Document extract:
Marinate: The soaking of food, such as meat, vegetables, or fish, in a flavored liquid for the purpose of flavoring and tenderizing foods before cooking. We raised Geoffrey together. His name means reconciliation. Ironic since we didn’t know at the time we named him how he would mend our broken home. My husband loved him like his own. Outside of being the sperm donor, he was his own. The one taboo: The Mafioso lover’s name was never to be mentioned in our home. Geoffrey didn’t know. For nineteen years he didn’t know.
Sear: The process of quickly browning the surface of food by exposing it to extremely high heat. Simmering coals of revenge singed the fabric of our family ties when my daughter-in-law left my oldest son and attempted to seduce Geoffrey. He refused her advances because blood was blood. Her response: “Your brother is not your brother and your father is not your real father. You’re the bastard son.” My oldest son deduced Geoffrey was not his father’s and planted the seed in his wife’s mind. She used it as a weapon of seduction, but the master manipulator failed.
Doors slammed off their hinges. Voices cluttered my dreamless sleep. My husband put the phone to my ear at 2:00 am. My oldest daughter screamed into the phone, “Mom, he knows. He knows about Tommy.” She knew. I told her the truth. The rubber band snapped in my brain. I ran downstairs following the trail of shattered grief heard through the basement vents. “You whore,” Geoffrey screamed. He picked up a gun from his nightstand and pointed it at me.
Looking down the barrel of a cold, steel pistol with a finger resting on the trigger is unfathomable in any situation, but more so when it is your own flesh and blood. Worse yet, when the gun rotated its position toward his temple, my mother’s heart fought against all fear. I had to save the life of my child. Protecting meant calling 911. Protecting meant letting an elite tactical unit aim a high powered rife at my son’s body while they urged him to put down his weapon. Protecting my son meant watching him handcuffed and taken away on a mental health arrest. Protecting my son meant moving out of the home, so he would have a place to return, free of me.
Garnish: Edible items added to food dishes that provide added flavor and appealing appearances for the items being served. Anger seeped into the deepest crevices of my festering soul. I plotted. I hated. I wanted revenge against my daughter-in-law. She was my rock of offense. But she soon became my conscious awareness of how I had been forgiven by my husband for a heinous act against him. How could I not do the same?

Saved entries
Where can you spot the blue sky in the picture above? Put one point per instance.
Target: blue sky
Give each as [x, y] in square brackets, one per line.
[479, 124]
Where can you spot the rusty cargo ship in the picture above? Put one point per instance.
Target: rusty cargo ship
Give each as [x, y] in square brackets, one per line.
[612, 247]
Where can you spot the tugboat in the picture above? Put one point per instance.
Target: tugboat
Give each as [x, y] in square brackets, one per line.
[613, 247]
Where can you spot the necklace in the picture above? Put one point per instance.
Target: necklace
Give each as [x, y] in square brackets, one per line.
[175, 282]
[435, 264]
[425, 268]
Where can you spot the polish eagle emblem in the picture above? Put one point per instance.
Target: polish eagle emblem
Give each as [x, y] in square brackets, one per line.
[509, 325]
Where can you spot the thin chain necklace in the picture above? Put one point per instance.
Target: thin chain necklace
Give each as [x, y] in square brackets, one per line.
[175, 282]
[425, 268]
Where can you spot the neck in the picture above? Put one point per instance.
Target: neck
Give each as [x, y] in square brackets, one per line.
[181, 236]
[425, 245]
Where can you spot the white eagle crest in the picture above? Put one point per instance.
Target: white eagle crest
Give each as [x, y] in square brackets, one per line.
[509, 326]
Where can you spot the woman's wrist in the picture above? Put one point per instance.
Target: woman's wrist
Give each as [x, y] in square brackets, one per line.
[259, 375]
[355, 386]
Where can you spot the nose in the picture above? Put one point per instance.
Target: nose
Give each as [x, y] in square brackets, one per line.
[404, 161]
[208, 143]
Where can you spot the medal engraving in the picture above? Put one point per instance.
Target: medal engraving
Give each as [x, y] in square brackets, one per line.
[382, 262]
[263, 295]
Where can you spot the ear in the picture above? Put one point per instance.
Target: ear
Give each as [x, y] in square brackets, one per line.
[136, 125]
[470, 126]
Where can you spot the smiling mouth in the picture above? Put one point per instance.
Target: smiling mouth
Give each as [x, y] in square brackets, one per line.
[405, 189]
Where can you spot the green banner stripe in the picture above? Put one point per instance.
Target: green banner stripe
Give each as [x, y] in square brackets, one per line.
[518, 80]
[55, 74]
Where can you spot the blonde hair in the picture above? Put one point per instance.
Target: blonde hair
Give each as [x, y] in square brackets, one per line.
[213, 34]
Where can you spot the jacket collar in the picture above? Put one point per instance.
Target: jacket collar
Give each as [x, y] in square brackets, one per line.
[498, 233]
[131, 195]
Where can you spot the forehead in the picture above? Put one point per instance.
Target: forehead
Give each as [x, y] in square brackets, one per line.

Parts of the exercise:
a – In the text about Geoffrey, what does Geoffrey's name mean?
b – Write out the part of the text about Geoffrey starting at "Looking down the" and ending at "free of me.".

Results:
a – Reconciliation.

b –
Looking down the barrel of a cold, steel pistol with a finger resting on the trigger is unfathomable in any situation, but more so when it is your own flesh and blood. Worse yet, when the gun rotated its position toward his temple, my mother’s heart fought against all fear. I had to save the life of my child. Protecting meant calling 911. Protecting meant letting an elite tactical unit aim a high powered rife at my son’s body while they urged him to put down his weapon. Protecting my son meant watching him handcuffed and taken away on a mental health arrest. Protecting my son meant moving out of the home, so he would have a place to return, free of me.